▶ _Entries from an annotation dataset_
• • • • • • •

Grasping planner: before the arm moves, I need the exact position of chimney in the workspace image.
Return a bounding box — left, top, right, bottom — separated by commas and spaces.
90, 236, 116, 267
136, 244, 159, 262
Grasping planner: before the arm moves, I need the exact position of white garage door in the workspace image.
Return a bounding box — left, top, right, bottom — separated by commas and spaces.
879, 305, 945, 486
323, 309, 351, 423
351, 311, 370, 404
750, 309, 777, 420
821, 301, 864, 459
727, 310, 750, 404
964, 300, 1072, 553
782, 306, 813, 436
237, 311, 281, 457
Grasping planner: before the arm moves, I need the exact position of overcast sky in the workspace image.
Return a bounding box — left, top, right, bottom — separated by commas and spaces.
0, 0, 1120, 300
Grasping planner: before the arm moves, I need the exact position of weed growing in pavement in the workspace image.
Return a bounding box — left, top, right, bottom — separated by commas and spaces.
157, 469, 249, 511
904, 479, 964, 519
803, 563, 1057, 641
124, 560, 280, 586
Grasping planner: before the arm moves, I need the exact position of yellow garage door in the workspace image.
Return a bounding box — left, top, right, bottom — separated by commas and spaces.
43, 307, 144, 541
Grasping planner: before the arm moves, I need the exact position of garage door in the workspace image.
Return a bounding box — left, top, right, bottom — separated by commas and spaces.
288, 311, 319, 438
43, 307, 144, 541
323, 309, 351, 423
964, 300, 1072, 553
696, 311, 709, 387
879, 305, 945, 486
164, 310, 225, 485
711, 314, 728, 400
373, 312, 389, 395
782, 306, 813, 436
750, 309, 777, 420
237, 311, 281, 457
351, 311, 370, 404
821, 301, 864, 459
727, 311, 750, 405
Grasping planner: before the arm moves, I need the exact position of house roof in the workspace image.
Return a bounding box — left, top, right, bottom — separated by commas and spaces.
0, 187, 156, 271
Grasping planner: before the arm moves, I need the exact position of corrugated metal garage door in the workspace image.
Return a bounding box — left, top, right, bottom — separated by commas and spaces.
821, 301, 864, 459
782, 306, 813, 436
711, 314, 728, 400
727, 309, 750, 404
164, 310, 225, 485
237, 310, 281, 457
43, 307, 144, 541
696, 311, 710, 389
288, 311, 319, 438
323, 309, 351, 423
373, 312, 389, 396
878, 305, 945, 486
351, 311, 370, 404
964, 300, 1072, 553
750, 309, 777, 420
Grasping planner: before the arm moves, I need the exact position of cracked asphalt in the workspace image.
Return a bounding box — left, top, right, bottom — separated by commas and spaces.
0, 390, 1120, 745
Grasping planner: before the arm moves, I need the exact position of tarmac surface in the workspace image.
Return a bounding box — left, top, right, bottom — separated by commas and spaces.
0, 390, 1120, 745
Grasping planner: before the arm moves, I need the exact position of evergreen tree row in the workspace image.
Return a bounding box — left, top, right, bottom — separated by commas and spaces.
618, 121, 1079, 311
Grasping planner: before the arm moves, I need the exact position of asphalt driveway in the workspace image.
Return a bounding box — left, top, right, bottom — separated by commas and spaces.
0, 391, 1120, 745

• • • • • • •

▶ _What you have to do_
Return all of the rows above word for word, without any alteration.

▶ _Result of the exercise_
Grasping planner: before the arm moves, I need the exact position of chimney in the workspace image.
Return a bounding box — left, top, right, bottom — separated by commas and spaces.
90, 236, 116, 267
136, 244, 159, 262
Grasping planner: before the arm moves, I need the exact position of white garage door in the workspace image.
Return a bounding box — left, top, right, bottom — separated by commas and spaces.
879, 305, 945, 486
323, 309, 351, 423
351, 311, 370, 404
750, 309, 777, 420
821, 301, 864, 459
727, 310, 750, 404
964, 300, 1072, 553
782, 306, 813, 436
237, 311, 281, 457
Grasping planner: before the arm moves, I need the exact position of overcast sky in the workspace image.
Return a bounding box — left, top, right, bottom — separated by commas and spaces.
0, 0, 1120, 300
Grasping planner: before the arm moves, I need the exact position of weed growing in pavement in the workspace image.
Return a bounding box — left, top, right, bottom — separated by commas and spaces.
157, 469, 249, 511
904, 479, 964, 519
803, 563, 1057, 641
124, 560, 280, 586
Grasping planner: before the arm moves, I need the exact position of yellow garage door in the workspace image.
Return a bounding box — left, top, right, bottom — separated by commas and spaces.
43, 307, 144, 541
Grasping planner: before the arm moves, I need the exact position of garage door in the workspace image.
Return a bounding box — left, top, right, bottom — separated by commas and spaces.
288, 311, 319, 438
43, 307, 144, 541
323, 309, 351, 423
964, 300, 1072, 553
696, 311, 709, 387
879, 305, 945, 486
164, 310, 225, 485
711, 314, 728, 400
373, 312, 389, 395
782, 306, 813, 436
750, 309, 777, 420
237, 311, 281, 457
351, 311, 370, 404
821, 301, 864, 459
727, 311, 750, 405
Grasping planner: before the arm moves, I need the exact position of house roof in the workspace image.
Return a bounding box — left, top, right, bottom — separated by commas and spaces.
0, 187, 156, 271
Grasping planner: before the arm moves, I need the exact position of corrugated metal garage door in the workspace image.
Return a bounding box — left, top, right, bottom — separated by commas and spaces.
821, 301, 864, 459
782, 306, 813, 436
711, 314, 728, 400
727, 309, 750, 404
164, 310, 225, 485
237, 310, 281, 457
43, 307, 144, 541
696, 311, 710, 389
288, 311, 319, 438
323, 309, 351, 423
373, 312, 389, 396
878, 305, 945, 486
351, 311, 370, 404
964, 300, 1072, 553
750, 309, 777, 420
Grasping planner: before the arm moves, I need the exact position of cracked asphalt in the workspace image.
Return a bounding box — left, top, right, bottom — separated by commas and spaces.
0, 390, 1120, 745
Grasping planner: before the arm moves, I need the exact position of tarmac surface in the workspace image.
Return a bounding box — left, top, right, bottom — separated by commas and spaces.
0, 390, 1120, 745
Grasping planner: before the arm moves, I need the exact position of evergreen tree row in the workspace image.
Return a bounding box — left, top, right, bottom — separated by commas and spaces.
618, 121, 1079, 311
Grasping planner: before the arm moves, I need the exact position of asphalt driveway in the workspace image.
Return a bounding box — left, top, right, bottom — separated by commas and spaces.
0, 391, 1120, 745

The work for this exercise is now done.